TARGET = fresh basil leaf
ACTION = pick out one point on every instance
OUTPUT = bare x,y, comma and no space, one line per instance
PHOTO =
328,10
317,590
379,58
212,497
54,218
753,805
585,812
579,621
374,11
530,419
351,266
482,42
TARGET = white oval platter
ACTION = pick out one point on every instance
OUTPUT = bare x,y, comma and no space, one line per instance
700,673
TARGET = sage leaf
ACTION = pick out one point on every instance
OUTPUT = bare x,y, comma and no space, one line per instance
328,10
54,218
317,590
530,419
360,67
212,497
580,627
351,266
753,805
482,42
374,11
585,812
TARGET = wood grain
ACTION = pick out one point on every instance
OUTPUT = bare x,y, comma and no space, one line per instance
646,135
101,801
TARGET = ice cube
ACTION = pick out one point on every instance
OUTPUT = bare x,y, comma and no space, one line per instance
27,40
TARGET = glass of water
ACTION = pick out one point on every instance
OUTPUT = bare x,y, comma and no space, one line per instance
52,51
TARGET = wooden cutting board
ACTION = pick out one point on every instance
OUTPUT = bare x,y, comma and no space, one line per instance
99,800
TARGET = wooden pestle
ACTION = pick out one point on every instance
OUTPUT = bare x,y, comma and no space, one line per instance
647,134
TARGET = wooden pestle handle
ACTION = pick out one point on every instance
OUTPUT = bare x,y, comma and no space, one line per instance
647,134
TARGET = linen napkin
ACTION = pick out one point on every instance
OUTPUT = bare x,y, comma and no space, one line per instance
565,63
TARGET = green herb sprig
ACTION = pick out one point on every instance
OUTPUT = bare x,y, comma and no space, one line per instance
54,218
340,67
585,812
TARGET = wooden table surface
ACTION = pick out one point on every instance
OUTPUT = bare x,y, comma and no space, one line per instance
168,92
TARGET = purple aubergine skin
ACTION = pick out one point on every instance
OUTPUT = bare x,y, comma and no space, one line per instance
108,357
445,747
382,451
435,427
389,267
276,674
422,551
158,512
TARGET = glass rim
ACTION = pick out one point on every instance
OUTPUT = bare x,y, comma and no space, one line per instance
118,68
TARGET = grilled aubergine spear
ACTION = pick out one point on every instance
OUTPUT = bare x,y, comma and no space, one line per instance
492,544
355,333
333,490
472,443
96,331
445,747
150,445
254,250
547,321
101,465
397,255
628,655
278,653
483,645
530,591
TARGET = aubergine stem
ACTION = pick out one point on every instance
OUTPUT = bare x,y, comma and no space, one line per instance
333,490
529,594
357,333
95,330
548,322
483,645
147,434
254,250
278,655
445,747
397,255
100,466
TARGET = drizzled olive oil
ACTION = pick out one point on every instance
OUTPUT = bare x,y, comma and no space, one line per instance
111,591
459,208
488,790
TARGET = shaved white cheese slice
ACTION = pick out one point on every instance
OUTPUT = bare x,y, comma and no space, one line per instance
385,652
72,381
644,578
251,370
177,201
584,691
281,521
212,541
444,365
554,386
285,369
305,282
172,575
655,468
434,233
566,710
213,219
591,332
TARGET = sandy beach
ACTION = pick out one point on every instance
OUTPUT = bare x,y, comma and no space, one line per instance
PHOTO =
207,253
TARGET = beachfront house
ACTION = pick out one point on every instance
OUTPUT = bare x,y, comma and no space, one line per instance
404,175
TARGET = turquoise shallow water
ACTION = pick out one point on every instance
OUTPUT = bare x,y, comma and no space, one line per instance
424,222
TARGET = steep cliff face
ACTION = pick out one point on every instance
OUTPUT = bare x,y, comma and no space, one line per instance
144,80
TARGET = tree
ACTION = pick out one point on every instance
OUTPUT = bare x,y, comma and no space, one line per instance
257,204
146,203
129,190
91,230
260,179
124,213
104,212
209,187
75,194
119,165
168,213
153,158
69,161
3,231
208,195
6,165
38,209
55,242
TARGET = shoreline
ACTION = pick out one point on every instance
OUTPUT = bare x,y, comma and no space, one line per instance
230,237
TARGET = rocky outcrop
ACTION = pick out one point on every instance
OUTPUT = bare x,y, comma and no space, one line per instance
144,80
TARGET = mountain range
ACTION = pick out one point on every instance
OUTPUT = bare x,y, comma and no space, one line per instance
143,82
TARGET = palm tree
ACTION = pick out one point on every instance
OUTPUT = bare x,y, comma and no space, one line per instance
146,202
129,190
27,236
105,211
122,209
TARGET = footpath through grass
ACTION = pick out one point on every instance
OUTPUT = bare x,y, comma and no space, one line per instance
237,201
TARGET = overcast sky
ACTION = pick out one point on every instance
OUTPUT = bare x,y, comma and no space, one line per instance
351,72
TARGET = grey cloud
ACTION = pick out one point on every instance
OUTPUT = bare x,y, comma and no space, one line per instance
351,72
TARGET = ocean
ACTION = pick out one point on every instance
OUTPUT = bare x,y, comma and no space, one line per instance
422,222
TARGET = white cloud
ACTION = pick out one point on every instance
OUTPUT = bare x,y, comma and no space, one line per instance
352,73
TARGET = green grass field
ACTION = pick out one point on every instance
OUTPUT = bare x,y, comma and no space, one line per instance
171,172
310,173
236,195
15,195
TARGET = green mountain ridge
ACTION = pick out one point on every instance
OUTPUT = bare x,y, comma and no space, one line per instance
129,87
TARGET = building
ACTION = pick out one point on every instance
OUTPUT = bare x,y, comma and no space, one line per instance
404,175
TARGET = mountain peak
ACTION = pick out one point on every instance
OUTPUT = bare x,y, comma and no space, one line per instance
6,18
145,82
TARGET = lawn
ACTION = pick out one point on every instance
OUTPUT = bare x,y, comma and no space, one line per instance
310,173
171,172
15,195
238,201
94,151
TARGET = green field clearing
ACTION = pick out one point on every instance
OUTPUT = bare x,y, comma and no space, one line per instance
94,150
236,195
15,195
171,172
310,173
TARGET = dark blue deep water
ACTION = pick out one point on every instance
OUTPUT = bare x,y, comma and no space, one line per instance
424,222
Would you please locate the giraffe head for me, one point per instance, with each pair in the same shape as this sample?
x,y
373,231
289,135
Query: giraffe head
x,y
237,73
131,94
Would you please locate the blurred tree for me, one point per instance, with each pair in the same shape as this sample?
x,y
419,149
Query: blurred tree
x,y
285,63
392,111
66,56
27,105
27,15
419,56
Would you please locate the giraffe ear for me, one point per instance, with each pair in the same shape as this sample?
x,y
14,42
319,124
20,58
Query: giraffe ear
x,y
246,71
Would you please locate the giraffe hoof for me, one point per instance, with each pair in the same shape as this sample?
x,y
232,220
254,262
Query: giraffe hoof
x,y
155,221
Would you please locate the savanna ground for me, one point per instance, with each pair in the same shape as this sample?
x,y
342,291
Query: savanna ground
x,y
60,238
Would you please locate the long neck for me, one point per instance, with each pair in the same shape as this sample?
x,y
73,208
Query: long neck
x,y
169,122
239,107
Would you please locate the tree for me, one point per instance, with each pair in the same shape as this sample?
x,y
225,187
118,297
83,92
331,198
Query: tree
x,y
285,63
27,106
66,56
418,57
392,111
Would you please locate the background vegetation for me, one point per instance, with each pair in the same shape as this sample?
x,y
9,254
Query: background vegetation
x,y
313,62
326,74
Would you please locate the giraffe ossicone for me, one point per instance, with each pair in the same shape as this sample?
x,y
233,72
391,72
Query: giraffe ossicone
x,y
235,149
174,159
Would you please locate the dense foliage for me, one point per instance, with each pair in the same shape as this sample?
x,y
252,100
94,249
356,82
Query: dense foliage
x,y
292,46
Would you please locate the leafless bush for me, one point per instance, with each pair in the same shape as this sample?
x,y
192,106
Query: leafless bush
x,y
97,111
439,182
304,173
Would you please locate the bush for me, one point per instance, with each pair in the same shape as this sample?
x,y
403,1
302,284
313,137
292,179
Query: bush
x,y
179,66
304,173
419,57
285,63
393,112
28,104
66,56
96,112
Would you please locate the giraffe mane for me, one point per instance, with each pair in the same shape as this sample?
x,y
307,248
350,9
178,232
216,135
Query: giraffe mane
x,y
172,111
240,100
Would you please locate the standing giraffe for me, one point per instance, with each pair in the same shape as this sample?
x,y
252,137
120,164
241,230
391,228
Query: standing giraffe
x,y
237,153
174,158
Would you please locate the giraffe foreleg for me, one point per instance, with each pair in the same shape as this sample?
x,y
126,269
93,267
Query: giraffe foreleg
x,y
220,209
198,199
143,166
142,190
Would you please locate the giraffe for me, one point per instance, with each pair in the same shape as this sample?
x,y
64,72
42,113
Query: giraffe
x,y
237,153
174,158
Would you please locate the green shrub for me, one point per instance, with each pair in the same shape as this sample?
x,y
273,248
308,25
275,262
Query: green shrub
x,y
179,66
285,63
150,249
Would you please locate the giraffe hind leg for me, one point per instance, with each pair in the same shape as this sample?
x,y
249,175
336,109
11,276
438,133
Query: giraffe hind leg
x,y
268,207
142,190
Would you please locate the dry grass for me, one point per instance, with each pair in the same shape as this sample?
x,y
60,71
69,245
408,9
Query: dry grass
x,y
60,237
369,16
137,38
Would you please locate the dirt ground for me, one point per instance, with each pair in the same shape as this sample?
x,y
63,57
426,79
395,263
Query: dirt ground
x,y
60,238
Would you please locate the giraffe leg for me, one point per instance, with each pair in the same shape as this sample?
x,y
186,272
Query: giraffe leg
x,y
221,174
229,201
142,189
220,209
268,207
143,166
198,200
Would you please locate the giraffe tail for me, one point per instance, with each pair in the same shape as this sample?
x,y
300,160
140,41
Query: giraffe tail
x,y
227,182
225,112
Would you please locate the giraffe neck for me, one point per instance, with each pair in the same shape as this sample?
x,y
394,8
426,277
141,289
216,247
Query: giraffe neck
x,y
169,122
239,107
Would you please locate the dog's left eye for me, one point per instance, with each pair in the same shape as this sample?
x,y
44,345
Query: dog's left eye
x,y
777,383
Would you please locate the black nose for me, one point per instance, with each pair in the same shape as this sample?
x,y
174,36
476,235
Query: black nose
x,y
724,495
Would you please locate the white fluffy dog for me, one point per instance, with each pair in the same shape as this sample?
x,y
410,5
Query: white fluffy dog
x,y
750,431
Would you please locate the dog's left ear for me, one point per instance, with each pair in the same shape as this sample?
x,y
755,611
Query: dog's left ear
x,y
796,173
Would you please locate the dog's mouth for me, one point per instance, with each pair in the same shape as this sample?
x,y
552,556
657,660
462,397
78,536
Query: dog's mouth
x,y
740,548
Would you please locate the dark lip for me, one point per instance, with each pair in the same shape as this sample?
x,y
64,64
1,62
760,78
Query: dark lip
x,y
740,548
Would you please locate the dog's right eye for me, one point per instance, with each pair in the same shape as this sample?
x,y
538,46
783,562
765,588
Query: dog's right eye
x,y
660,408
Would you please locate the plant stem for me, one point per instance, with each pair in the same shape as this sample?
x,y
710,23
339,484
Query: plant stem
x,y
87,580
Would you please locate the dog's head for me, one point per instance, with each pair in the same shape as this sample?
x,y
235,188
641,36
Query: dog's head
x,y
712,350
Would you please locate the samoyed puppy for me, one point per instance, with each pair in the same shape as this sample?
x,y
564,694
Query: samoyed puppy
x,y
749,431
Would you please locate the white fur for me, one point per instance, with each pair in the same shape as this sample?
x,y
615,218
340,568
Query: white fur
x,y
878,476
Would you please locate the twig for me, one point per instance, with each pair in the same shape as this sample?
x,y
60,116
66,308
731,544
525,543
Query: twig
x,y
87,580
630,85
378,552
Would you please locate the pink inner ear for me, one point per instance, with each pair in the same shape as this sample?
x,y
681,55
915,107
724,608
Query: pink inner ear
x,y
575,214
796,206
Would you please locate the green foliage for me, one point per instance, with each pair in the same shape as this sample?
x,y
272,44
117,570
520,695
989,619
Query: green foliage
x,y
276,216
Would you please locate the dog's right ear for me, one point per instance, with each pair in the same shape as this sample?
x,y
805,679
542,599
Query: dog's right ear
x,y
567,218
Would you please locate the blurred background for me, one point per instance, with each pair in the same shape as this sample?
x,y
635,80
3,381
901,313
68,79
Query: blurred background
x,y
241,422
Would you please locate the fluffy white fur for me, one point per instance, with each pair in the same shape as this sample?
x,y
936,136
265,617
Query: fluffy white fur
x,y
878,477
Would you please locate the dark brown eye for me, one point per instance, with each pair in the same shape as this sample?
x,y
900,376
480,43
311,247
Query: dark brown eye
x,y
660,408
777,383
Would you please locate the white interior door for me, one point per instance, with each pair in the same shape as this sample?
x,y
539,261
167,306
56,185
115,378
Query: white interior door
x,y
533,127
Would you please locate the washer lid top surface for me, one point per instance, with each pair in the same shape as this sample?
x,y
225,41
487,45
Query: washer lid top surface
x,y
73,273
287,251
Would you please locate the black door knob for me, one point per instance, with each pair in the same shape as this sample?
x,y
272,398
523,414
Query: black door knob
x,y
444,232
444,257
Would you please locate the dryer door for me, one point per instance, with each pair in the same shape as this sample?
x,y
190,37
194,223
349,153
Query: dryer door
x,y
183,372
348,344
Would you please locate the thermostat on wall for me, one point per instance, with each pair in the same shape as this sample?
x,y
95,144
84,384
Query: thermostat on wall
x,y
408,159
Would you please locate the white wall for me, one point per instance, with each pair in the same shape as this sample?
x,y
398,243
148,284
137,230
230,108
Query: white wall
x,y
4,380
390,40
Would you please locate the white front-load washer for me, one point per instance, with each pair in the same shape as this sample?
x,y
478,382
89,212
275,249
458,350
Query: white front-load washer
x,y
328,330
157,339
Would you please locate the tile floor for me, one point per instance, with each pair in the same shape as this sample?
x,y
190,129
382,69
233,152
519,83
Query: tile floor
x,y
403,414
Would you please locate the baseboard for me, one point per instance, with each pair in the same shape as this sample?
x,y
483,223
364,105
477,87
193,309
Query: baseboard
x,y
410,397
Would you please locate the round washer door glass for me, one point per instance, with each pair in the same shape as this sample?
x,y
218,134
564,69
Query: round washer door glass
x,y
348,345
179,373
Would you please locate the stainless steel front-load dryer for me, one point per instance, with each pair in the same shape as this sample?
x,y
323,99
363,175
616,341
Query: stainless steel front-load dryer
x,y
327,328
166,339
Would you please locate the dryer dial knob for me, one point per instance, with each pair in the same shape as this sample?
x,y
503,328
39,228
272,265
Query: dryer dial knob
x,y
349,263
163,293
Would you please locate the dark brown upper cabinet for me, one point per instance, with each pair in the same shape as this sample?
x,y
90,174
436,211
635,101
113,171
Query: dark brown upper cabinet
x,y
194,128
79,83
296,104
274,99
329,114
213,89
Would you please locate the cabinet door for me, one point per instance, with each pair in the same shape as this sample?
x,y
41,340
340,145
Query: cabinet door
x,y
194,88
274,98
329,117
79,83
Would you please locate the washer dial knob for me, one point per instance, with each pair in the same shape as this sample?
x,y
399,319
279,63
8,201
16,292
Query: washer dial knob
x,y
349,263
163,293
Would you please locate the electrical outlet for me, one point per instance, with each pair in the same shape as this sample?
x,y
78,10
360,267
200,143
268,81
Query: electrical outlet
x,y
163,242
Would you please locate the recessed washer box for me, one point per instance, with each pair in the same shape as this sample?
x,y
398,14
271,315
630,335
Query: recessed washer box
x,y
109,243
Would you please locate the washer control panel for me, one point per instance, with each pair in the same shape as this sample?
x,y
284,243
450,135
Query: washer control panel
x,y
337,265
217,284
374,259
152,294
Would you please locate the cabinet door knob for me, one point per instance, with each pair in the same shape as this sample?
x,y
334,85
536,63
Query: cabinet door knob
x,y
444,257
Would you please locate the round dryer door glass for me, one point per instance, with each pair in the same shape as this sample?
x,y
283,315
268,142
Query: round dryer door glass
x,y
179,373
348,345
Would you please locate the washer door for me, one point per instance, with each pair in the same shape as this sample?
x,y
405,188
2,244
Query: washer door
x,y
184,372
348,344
++++++++
* [Action item]
Filter the records above for "water" and copy every matching line.

* [Task answer]
TARGET = glass of water
TARGET = turquoise shallow water
TARGET = dark blue deep water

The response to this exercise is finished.